Data supplied below:

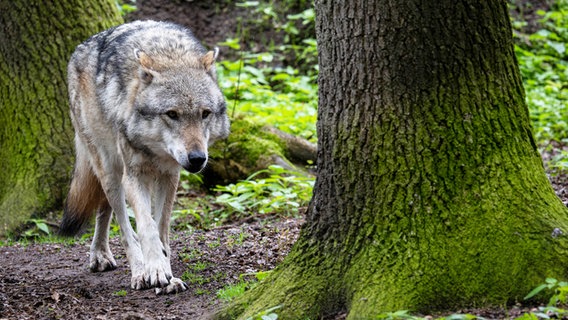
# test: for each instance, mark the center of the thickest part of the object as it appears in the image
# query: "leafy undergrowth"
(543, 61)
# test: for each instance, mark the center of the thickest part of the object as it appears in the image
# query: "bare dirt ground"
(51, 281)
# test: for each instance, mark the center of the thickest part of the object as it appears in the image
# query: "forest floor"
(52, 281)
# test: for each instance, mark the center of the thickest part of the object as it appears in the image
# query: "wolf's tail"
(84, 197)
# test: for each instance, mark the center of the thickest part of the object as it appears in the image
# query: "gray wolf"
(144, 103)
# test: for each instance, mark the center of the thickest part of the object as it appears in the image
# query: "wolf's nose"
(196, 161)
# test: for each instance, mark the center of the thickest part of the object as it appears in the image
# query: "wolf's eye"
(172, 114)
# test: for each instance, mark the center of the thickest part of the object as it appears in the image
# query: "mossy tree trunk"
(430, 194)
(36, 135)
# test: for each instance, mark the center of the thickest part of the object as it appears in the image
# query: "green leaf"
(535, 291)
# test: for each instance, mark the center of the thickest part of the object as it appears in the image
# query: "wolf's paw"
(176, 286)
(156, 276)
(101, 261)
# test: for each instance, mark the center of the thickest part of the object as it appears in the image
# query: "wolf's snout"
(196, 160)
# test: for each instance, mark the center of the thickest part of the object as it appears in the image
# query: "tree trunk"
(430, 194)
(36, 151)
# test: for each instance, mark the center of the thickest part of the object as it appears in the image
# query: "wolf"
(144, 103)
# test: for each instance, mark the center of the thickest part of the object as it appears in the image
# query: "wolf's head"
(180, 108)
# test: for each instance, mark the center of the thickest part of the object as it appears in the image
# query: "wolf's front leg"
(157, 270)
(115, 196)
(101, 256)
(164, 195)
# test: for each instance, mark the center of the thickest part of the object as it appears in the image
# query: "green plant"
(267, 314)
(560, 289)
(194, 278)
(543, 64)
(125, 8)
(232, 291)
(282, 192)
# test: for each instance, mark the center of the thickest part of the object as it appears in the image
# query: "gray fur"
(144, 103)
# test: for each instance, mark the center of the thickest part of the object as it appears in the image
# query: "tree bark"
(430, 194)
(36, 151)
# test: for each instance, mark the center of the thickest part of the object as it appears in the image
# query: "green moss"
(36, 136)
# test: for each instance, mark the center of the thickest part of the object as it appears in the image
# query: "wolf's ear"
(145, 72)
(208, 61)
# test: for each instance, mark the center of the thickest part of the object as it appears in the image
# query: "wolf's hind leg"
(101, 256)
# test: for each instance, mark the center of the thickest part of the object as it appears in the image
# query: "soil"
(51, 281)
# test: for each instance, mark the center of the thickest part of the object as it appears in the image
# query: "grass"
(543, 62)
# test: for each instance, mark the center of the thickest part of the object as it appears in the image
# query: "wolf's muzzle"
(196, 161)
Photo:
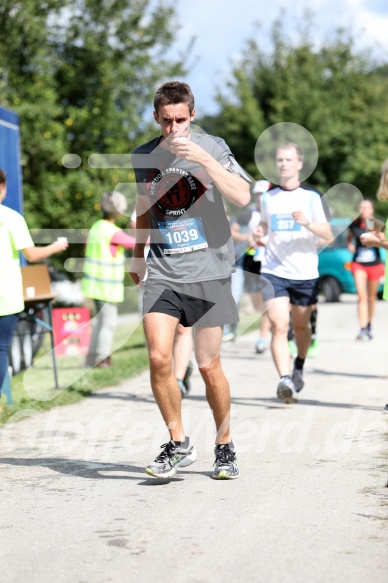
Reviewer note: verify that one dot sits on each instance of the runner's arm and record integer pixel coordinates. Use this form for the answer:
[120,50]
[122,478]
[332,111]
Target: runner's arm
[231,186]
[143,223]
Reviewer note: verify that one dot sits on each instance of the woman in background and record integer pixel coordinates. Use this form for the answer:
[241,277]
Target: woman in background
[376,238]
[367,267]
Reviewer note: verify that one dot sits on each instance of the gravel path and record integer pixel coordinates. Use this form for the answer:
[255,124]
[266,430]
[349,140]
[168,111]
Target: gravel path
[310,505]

End of Data supplied.

Problem requirements = When you print the records above, keep them exact and leave out the pictures.

Answer for this exercise =
# test: for each instance, mark the center of the thickest part of the object as it appears in the image
# query: "leafy undergrowth"
(543, 61)
# test: for each instance, mark the center of the thickest part of the object as it appears in the image
# query: "bare dirt ground"
(51, 281)
# test: for each instance, mark the center of the thickest part of the object as it appears in the image
# query: "forest floor"
(52, 281)
# test: for each instance, mark the center of the thickest part of the object as it appears in the image
# query: "wolf's tail"
(84, 197)
# test: for each instance, mark the center of the thickest part of the object as it appears in the image
# query: "gray wolf"
(144, 103)
# test: for each instance, mark the center of the thickest part of the object as it appears in the image
# query: "wolf's nose"
(196, 161)
# test: for each instance, mark the center of the thickest part of the object as it appears in the image
# query: "wolf's eye"
(172, 114)
# test: for each instance, mark the center of the thickest part of the object as it appears in the image
# query: "mossy tree trunk"
(430, 194)
(36, 135)
# test: for each instance, mark the center of the thickest part of the object as it appears in the image
# query: "green leaf"
(535, 291)
# test: for each instance, mark the center of the thickest part of the object as it appears in the image
# query: "wolf's paw"
(176, 286)
(156, 276)
(101, 261)
# test: for each instance, mark the center of the thickest part of the object as it appears in the image
# query: "wolf's snout"
(196, 160)
# test: for each instance, mark the center of the thickest part of the object as it appears in the image
# query: "tree trunk"
(430, 194)
(36, 151)
# test: for each instance, mark the center of the thickest part of the object as it appears in the image
# query: "wolf"
(144, 103)
# test: for each instance, mark the center of the thickest part of the object as it appears in the image
# query: "wolf's head"
(180, 108)
# test: for each instance, mark the center of the thickest part of the object as it appears in the image
# query: "wolf's front leg"
(157, 270)
(115, 196)
(101, 256)
(164, 195)
# test: for each instance, mark the center of the thickest part of the object as it appears in the image
# query: "green plant"
(267, 314)
(560, 289)
(194, 278)
(543, 64)
(125, 8)
(232, 291)
(282, 192)
# test: for each instance, mark the center of the thickest part of the object as it appears in the image
# query: "gray fur"
(144, 103)
# test: for each instance, mark the center of the thickest part of the object as it appears in the image
# query: "tree bark"
(430, 194)
(36, 151)
# test: for each instance, mark the center of the thickest part of the object as it appears in the image
# query: "green moss"
(36, 136)
# test: for each instance, mark the center of the thickest part of the object as it appears in the image
# query: "wolf's ear"
(145, 72)
(208, 61)
# test: for each instance, mark the center of the thickest part of the object as it appears in the image
# query: "wolf's hind leg"
(101, 256)
# test: for each instance, mark the center of the thickest part of the object as it appears in the image
# query: "soil"
(51, 281)
# test: for each instance, mark the center of the thickest part of the object as it appears in the image
# query: "grass"
(543, 62)
# test: for each instance, mark the center of the thickest part of the object as it appears in the image
# query: "wolf's muzzle"
(196, 161)
Photo:
Reviewer note: verify that one dot sits on each instance of the runner's arm and record integer pixel coordinates. Use this form for the answer:
[120,50]
[122,478]
[332,111]
Target: runner's arm
[231,186]
[143,223]
Reviewer note: verify that one dot sits on each instance of the woman in background and record integer pixel coordinates. Use this form for the answer:
[241,277]
Target: woman in background
[376,238]
[367,267]
Reviewer note: verify that one dot sits on each instance of the gravel path and record integer pixel coordinates. Use this form for the answer:
[255,124]
[266,430]
[349,140]
[168,111]
Target: gravel path
[310,505]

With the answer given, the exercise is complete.